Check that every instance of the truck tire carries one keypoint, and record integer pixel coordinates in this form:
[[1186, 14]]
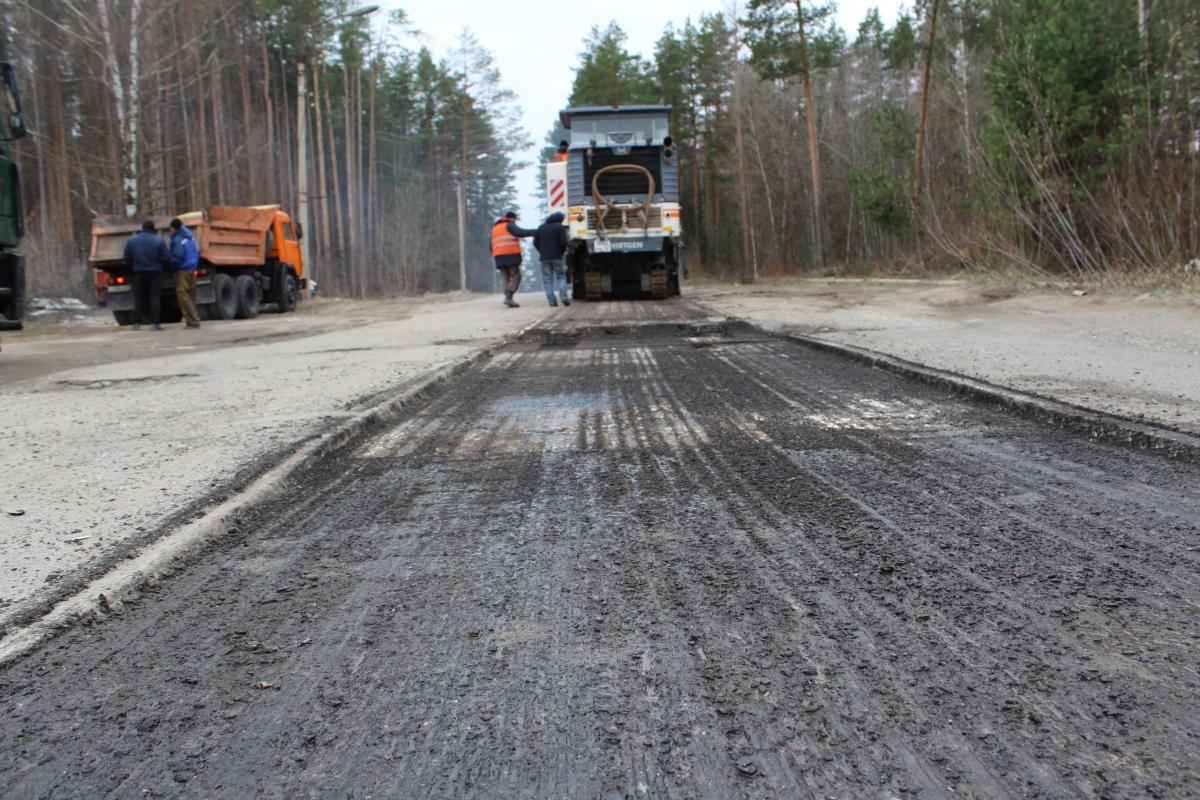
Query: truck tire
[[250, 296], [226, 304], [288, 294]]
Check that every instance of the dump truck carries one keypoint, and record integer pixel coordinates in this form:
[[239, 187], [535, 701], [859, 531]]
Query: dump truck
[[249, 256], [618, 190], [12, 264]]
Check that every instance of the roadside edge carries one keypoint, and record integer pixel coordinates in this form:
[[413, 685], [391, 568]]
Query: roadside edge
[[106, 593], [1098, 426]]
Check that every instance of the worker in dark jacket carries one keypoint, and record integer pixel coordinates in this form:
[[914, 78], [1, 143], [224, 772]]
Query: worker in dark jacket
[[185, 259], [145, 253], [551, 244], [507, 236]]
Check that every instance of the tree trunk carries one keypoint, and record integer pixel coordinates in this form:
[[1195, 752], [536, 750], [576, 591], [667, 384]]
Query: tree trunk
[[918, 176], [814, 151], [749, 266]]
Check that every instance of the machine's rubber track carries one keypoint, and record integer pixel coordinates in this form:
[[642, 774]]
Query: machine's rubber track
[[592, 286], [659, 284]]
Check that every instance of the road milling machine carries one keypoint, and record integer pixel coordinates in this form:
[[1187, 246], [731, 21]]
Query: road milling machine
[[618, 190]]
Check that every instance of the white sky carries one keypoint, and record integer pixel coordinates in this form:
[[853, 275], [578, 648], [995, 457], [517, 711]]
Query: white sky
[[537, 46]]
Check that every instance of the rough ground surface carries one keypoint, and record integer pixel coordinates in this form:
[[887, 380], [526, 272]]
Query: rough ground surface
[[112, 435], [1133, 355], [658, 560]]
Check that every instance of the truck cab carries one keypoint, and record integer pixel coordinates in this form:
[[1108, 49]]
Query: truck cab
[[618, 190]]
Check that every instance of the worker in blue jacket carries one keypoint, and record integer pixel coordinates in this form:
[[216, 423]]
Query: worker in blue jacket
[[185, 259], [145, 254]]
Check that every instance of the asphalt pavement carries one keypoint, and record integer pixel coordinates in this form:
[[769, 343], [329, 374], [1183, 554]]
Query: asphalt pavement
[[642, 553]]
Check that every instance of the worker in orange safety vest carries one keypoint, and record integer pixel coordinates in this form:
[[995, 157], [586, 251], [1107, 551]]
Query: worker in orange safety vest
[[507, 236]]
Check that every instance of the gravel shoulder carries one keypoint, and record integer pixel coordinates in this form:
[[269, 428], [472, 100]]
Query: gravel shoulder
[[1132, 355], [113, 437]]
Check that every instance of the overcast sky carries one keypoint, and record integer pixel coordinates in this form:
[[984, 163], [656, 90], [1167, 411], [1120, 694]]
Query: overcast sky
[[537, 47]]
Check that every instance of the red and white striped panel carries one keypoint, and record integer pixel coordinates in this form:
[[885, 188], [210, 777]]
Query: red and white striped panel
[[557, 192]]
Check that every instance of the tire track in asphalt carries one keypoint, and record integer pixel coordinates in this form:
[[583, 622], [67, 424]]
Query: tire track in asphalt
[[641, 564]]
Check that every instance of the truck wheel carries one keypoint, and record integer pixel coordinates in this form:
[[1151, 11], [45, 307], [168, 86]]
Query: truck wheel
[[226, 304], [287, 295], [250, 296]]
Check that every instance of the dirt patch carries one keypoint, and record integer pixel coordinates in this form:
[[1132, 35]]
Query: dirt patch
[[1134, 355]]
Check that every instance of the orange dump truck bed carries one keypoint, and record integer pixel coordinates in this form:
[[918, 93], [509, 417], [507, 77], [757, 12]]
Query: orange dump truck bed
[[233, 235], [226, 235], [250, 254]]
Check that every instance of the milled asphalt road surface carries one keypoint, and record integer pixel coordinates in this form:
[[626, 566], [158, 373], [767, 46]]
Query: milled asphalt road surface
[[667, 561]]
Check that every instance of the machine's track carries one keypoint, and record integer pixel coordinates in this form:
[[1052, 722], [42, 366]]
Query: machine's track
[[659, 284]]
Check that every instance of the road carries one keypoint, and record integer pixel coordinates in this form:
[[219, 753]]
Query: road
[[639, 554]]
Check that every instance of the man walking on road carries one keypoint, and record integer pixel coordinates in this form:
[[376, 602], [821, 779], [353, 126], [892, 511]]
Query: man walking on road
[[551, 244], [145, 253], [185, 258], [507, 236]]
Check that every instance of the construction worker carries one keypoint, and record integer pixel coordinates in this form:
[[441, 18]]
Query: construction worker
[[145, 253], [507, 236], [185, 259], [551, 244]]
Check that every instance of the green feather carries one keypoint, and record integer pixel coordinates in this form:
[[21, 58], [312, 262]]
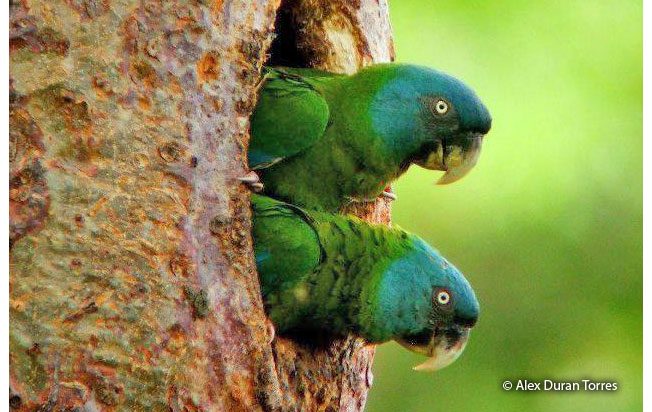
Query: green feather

####

◆ **TASK**
In the data above, find the line that contains "Check that every instance of the dump" and the line that contains "[[1195, 752], [536, 750], [576, 591], [667, 384]]". Repeat exactly those lines and every line between them, and only those.

◆ **WRITTEN SOLUTION**
Check that every instance of the dump truck carries one keypoint, and record integer pixel coordinates in this form:
[[239, 187], [535, 701], [859, 531]]
Query: dump truck
[[249, 256], [618, 190], [12, 264]]
Check that every instance of the roadside edge carries one keypoint, and record integer pixel coordinates in this form:
[[413, 685], [391, 568]]
Query: roadside edge
[[106, 593], [1098, 426]]
Check that every instance of the worker in dark jacket carries one keypoint, and record integer pixel coordinates in this form:
[[914, 78], [1, 143], [224, 772]]
Query: worker in dark jacket
[[185, 259], [145, 253], [551, 244], [507, 236]]
Check that every instance of the tree trunk carries one keypoint, and record integer pixel coordinates in this form:
[[1195, 752], [536, 750], [576, 591], [667, 384]]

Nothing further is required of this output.